Catatan anotasi titik:
= = = =

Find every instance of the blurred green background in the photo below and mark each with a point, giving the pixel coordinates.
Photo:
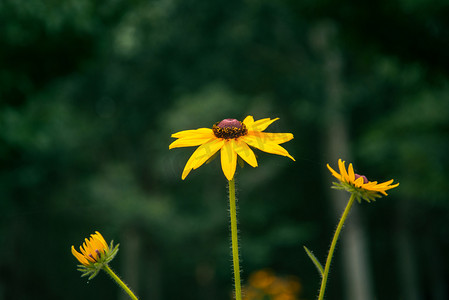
(90, 92)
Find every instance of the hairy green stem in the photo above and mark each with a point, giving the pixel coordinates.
(332, 248)
(234, 240)
(119, 281)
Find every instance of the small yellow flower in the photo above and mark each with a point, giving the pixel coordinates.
(359, 184)
(95, 253)
(233, 138)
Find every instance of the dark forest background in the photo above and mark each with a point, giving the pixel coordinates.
(90, 92)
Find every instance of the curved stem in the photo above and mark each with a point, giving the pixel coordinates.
(234, 240)
(332, 248)
(119, 281)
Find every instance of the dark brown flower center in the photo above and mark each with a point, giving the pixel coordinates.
(229, 129)
(365, 180)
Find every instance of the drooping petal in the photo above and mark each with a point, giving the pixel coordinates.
(258, 143)
(192, 133)
(228, 159)
(344, 175)
(248, 121)
(79, 257)
(335, 174)
(190, 142)
(201, 155)
(261, 125)
(275, 138)
(100, 238)
(351, 173)
(245, 152)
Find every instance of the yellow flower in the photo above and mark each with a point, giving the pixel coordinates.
(359, 184)
(95, 253)
(233, 138)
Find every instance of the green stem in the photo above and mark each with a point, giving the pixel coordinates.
(332, 248)
(234, 240)
(119, 281)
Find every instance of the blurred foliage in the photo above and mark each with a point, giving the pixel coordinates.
(91, 91)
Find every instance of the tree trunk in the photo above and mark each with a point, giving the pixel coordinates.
(353, 245)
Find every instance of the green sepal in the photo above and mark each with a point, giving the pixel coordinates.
(93, 269)
(359, 193)
(315, 261)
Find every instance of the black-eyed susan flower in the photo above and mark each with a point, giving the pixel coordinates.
(359, 185)
(233, 139)
(94, 254)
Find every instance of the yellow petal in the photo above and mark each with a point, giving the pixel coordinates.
(344, 175)
(265, 146)
(201, 155)
(275, 138)
(335, 174)
(245, 152)
(228, 159)
(192, 133)
(260, 125)
(248, 121)
(358, 182)
(189, 142)
(100, 238)
(79, 257)
(351, 173)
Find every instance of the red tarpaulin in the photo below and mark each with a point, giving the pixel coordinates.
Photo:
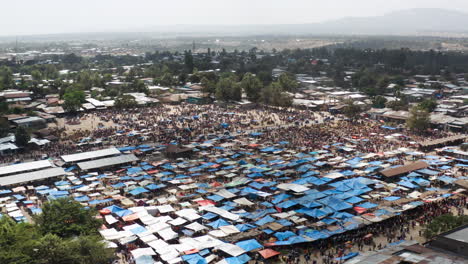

= = = =

Yang Diperlukan » Tulis ulang seluruh materi di atas dengan menukar setiap "pixel coordinates" menjadi "point coordinates", tanpa mengubah bagian lainnya. Jangan sertakan gambar dalam jawaban.

Hasil Latihan »
Find every instance of the blurred green background in the photo below and mark each with a point, giving the point coordinates.
Photo:
(90, 92)
Find every instance of the hairy green stem in the photo above and mark each with a point, giving the point coordinates.
(332, 248)
(234, 240)
(119, 281)
Find every instance of the small yellow flower in the photo above and mark each with a point, giving the point coordinates.
(359, 184)
(95, 253)
(233, 138)
Find every instance of the dark forest background in the photo above and mark each with a point, giving the point coordinates.
(90, 92)
Find every instance of the curved stem in the photo above and mark each with a point, giving the point coordinates.
(234, 240)
(332, 248)
(119, 281)
Find every instance of the dark brown flower center in the photo above and mark each with a point, giving the point coordinates.
(229, 129)
(365, 180)
Find every instance of the drooping petal in the photo above and mark each with a point, giving the point coordinates.
(258, 143)
(192, 133)
(228, 159)
(344, 175)
(248, 121)
(79, 257)
(335, 174)
(190, 142)
(201, 155)
(261, 125)
(275, 138)
(100, 238)
(351, 173)
(245, 152)
Find every instance of the yellow flower in the photo above and mark each with a point, giving the point coordinates.
(359, 184)
(95, 253)
(233, 138)
Find every instance of the green stem in the photo above and mark each with a point, giving the point coordinates.
(332, 248)
(234, 240)
(119, 281)
Find every instance of the blurred foliage in the photo above and mark each with a point, giving the point coordinates.
(91, 91)
Find every instance of the tree trunk in the photo above and mark each with a point, giving the point coordinates.
(353, 245)
Find every instance of the green sepal in the photo above and mark each with a point, giving the point coordinates.
(93, 269)
(359, 193)
(315, 261)
Find every instance of the black-eyed susan flower in the photo above and mark each with a point, giving the point coordinates.
(359, 185)
(233, 139)
(94, 254)
Find every instance of the yellow petal in the photo above and mark each with a point, giving the point coordinates.
(344, 175)
(265, 146)
(201, 155)
(275, 138)
(335, 174)
(245, 152)
(228, 159)
(192, 133)
(260, 125)
(248, 121)
(358, 182)
(189, 142)
(100, 238)
(79, 257)
(351, 173)
Find every instance of the red tarpaulin in the photo below and mark each with a point, giving the point coordinates.
Photo:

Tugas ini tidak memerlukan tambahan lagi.